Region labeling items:
*-*-*

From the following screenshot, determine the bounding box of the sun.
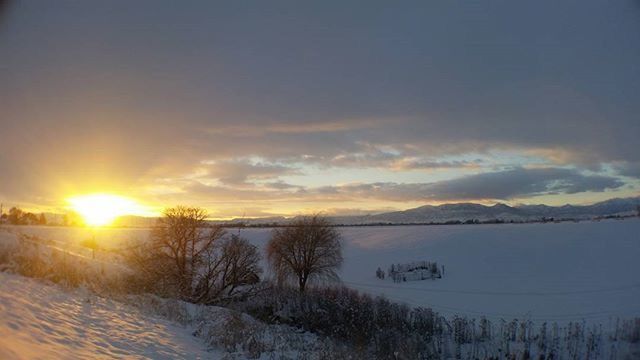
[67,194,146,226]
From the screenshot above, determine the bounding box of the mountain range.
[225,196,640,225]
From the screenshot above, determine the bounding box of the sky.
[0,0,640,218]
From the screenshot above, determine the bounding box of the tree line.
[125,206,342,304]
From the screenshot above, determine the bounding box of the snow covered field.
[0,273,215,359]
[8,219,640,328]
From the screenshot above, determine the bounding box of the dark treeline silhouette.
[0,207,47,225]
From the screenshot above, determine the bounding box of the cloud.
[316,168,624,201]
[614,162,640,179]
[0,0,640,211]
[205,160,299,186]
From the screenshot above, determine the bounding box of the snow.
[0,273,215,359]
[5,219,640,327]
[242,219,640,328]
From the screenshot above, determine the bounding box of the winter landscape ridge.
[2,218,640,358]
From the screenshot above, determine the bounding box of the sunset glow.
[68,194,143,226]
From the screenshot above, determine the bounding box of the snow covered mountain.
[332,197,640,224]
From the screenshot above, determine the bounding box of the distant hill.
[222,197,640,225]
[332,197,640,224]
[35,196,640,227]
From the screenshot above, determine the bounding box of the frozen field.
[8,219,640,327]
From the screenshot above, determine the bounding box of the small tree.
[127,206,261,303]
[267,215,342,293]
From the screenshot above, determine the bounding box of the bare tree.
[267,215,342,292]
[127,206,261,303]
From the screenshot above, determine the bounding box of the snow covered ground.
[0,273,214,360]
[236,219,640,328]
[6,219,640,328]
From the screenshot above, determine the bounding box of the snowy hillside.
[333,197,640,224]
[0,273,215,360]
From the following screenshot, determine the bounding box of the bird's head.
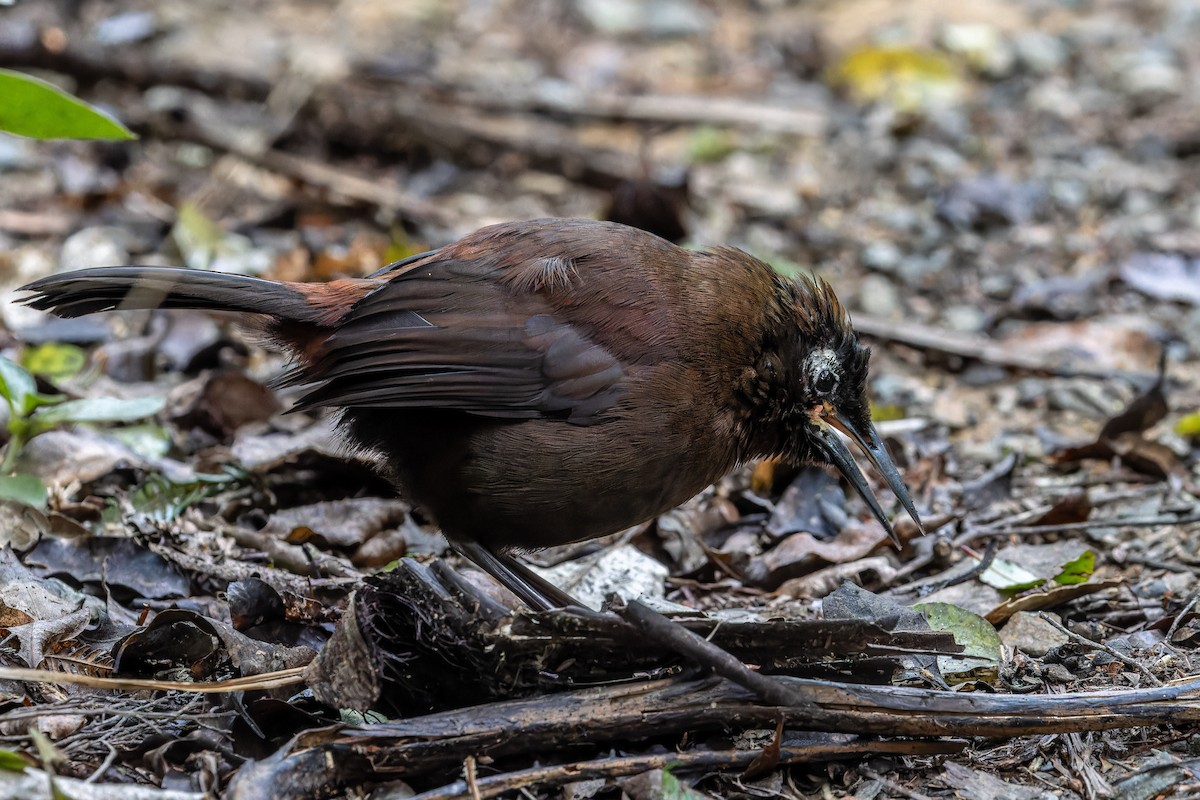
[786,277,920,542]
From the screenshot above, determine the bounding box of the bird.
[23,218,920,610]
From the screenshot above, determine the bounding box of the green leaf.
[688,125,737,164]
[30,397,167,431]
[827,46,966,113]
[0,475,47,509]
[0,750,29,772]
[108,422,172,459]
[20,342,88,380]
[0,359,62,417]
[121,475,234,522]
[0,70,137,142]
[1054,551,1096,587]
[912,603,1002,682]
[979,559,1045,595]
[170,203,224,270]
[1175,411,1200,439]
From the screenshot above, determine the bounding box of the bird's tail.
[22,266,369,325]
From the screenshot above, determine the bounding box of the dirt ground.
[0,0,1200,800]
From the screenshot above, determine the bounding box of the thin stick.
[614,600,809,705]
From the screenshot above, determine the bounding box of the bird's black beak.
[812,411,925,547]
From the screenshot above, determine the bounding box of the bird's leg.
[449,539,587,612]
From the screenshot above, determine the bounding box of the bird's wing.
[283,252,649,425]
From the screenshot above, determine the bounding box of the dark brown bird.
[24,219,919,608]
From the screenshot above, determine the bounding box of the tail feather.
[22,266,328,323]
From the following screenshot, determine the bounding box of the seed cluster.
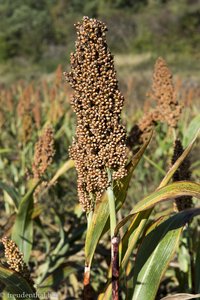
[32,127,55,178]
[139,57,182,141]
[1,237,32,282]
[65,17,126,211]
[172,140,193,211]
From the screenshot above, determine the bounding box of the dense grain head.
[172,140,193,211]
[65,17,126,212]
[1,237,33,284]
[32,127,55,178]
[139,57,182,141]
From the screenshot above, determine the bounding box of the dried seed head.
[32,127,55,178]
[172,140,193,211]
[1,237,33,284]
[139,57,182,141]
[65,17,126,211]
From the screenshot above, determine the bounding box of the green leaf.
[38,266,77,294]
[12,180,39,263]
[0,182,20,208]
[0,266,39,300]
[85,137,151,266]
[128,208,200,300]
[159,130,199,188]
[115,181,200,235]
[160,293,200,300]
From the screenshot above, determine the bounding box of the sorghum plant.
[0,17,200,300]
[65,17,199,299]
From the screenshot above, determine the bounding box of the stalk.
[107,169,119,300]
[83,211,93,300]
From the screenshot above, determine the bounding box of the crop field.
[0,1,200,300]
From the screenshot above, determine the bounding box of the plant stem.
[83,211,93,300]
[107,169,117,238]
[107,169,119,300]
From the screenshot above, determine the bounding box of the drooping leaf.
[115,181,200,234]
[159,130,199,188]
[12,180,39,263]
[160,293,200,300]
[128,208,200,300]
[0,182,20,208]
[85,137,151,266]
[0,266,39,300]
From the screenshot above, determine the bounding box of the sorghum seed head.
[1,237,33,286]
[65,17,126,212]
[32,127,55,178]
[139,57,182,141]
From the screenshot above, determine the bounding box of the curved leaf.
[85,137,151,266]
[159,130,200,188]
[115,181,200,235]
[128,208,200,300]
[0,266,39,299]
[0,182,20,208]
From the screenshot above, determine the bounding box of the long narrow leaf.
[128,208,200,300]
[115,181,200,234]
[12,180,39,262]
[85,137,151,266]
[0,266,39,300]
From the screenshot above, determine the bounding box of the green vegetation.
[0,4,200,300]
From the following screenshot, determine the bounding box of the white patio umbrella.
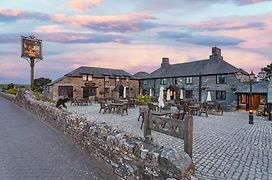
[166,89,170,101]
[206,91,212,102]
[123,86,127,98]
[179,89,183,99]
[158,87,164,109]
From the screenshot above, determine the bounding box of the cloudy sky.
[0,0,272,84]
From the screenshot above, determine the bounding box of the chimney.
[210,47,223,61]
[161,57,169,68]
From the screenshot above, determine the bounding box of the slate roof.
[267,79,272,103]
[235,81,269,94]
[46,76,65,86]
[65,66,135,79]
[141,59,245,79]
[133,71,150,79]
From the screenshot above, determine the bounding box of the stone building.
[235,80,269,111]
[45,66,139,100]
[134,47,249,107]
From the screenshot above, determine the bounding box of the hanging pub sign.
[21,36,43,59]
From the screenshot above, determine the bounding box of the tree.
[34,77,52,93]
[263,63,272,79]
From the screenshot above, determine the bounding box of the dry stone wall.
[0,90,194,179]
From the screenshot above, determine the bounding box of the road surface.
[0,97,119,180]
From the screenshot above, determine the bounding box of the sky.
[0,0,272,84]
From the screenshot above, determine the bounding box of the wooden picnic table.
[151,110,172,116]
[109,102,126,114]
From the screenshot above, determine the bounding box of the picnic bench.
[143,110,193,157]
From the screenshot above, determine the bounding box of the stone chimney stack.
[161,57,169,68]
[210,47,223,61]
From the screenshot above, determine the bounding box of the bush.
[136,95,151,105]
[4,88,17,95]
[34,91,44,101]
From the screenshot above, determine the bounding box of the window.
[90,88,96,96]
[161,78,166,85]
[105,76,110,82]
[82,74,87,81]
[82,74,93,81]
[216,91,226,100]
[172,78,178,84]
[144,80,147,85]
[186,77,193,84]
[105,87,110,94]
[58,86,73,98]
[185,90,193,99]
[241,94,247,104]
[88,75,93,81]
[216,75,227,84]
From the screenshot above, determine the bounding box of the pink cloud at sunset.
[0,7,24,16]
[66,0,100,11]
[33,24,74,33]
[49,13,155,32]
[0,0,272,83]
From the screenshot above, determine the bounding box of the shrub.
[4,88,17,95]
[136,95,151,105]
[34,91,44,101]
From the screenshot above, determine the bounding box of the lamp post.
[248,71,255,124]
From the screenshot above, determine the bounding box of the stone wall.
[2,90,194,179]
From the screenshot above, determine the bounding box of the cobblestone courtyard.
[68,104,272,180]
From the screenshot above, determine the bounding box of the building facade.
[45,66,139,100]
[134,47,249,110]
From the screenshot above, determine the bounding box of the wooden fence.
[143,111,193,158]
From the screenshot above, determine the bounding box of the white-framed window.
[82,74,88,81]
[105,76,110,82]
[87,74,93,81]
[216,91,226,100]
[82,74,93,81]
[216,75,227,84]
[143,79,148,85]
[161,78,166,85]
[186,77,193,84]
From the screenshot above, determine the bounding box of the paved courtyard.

*-*-*

Swap "road surface" for "asphalt road" in the part that opens with the line containing "of the tree." and closes with the line containing "[109,102,126,114]", then give those lines again with nothing else changed.

From the screenshot above, determine the bounding box of the tree.
[34,77,52,93]
[263,63,272,79]
From the screenshot above, determine the bounding box of the dry stone wall.
[0,90,194,179]
From the screenshot above, determine the bounding box of the asphalt road.
[0,97,119,180]
From the screenshot above, determine the bounding box of the sky.
[0,0,272,84]
From the screenshot above, determine the bounding box of the wooden picnic table.
[151,110,172,116]
[109,102,126,114]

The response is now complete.